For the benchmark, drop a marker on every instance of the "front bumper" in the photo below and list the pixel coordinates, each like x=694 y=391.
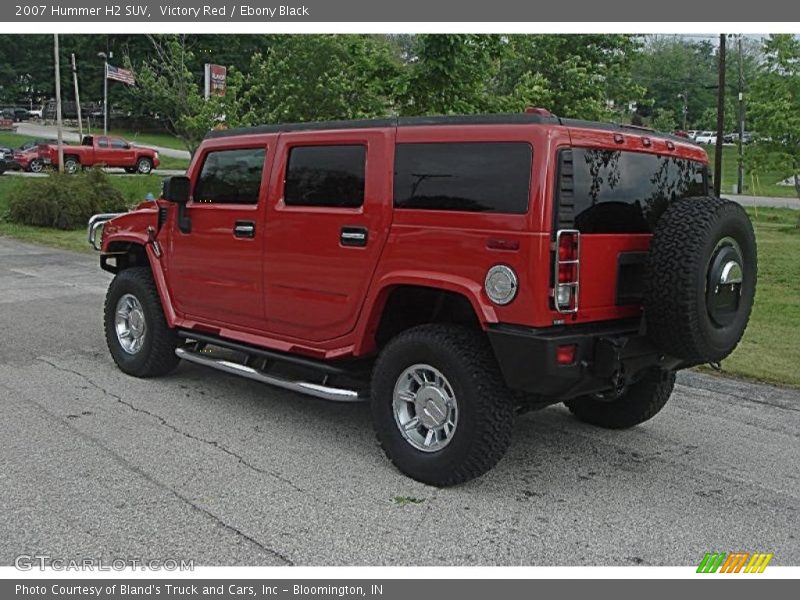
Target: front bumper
x=608 y=355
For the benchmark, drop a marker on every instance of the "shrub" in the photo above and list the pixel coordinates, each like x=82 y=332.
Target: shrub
x=63 y=201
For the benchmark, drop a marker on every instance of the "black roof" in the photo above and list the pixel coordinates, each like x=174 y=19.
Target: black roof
x=490 y=119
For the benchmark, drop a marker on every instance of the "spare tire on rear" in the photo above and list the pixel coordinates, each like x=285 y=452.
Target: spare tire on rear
x=701 y=279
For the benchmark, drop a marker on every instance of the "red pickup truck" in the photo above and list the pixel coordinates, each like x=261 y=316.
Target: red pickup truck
x=107 y=152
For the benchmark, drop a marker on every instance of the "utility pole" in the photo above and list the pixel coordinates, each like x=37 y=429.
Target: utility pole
x=105 y=58
x=77 y=95
x=58 y=105
x=720 y=118
x=740 y=174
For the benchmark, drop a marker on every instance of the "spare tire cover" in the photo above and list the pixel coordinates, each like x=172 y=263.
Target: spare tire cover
x=700 y=280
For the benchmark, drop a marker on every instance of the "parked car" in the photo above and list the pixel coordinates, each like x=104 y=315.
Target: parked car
x=33 y=156
x=16 y=114
x=455 y=271
x=706 y=137
x=108 y=152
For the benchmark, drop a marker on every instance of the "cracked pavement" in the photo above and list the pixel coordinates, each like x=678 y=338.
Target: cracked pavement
x=206 y=466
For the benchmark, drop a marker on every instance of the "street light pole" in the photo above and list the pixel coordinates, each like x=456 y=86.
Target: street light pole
x=58 y=103
x=720 y=118
x=105 y=58
x=105 y=94
x=740 y=173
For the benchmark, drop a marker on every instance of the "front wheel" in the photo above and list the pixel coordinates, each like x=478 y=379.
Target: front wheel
x=137 y=334
x=637 y=403
x=144 y=166
x=440 y=407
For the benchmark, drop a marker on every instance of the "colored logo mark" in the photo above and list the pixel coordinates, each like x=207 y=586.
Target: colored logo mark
x=734 y=562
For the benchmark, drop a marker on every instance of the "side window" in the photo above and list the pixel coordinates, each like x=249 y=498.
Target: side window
x=230 y=177
x=331 y=176
x=471 y=176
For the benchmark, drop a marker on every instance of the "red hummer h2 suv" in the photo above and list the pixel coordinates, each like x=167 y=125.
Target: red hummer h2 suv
x=454 y=270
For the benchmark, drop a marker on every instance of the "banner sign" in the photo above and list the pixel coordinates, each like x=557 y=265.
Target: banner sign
x=215 y=76
x=117 y=74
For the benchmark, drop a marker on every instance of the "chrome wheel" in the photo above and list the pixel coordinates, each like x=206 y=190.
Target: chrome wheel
x=725 y=273
x=130 y=324
x=71 y=166
x=425 y=408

▶ **Task directions**
Reproduce the material word for word. Any pictures should be left out of the copy.

▶ **Exercise output**
For the benchmark, drop a marker on every instance of the "front bumper" in the photo below and list the pixel coordinates, each like x=694 y=391.
Target: front bumper
x=608 y=355
For the benchmark, drop a marker on every instance of the "shrub" in the photo above and list the pixel coordinates, each like x=82 y=332.
Target: shrub
x=63 y=201
For the benchmark, drop a marker on every instance of the "black roof" in the photo above and list the pixel coordinates, each like x=174 y=19.
Target: black roof
x=490 y=119
For the benchmark, drop a marker on every instance of the "spare tire on rear" in the photo above and list the pixel coordinates, each like x=285 y=452.
Target: spare tire on rear
x=701 y=279
For the benchmark, drop a marker on every instance of the "red pickup truck" in the photo above and list the pixel coordinates, each like x=261 y=316.
Target: red pickup truck
x=107 y=152
For the benchmark, drop a marker on every instance of the "utility pole" in the photo above and list the pixel coordinates, each like x=37 y=429.
Target: utility pole
x=105 y=58
x=77 y=95
x=58 y=105
x=720 y=118
x=740 y=174
For the benchmark, drop a marker on every instance of the "spare tire cover" in the photo above and list the pixel coordinates, each like x=172 y=263.
Target: spare tire cover
x=700 y=280
For the benchmark, drop a marker on every instance of the "parked car" in the photo above and list the pixel coordinates, each like x=104 y=315.
Target: parked car
x=33 y=156
x=16 y=114
x=455 y=271
x=706 y=137
x=108 y=152
For the benchmark, drop a marker on every instance of the "cracked pavement" in the photo above and list the pixel coordinates, each like x=678 y=338.
Target: cracked pavement
x=206 y=466
For the benchmark, drop a marker on every instance of the "street light pole" in the photo above and list the pixel coordinates, each like x=456 y=86.
Target: street light pole
x=58 y=103
x=720 y=118
x=105 y=58
x=105 y=94
x=740 y=173
For the benchmark, drop a marker on every instance of the "front wheel" in the photo above and list the pixel coordinates, each like x=478 y=379.
Target: front wheel
x=137 y=334
x=637 y=403
x=144 y=166
x=440 y=407
For the benchmark, drop a marker on every instance of the "colored logo mark" in the photo above and list the pixel coordinates, each like x=207 y=586.
Target: colored logo mark
x=734 y=562
For the benchmark, drop a marker on every instance of the "side window" in the photo above and list the pixel coordinates, each like x=249 y=498.
Target: side window
x=230 y=177
x=331 y=176
x=471 y=176
For the benchmark, drop a marker on every instance of the "red hummer h2 suv" in the photo above and list the pixel coordinates, each like x=167 y=125.
Target: red hummer h2 suv
x=454 y=270
For the benchmark, drop a marker on every instance of the "banner sign" in the photo above and list the pixel coordinates, each like x=557 y=265.
Target: banner sign
x=215 y=76
x=117 y=74
For the benchmark, drop a marker on every instance of the "chrome wheel" in the photo above and list the pixel coordinates, each like x=206 y=190.
Target: chrome wheel
x=725 y=273
x=130 y=324
x=71 y=166
x=425 y=408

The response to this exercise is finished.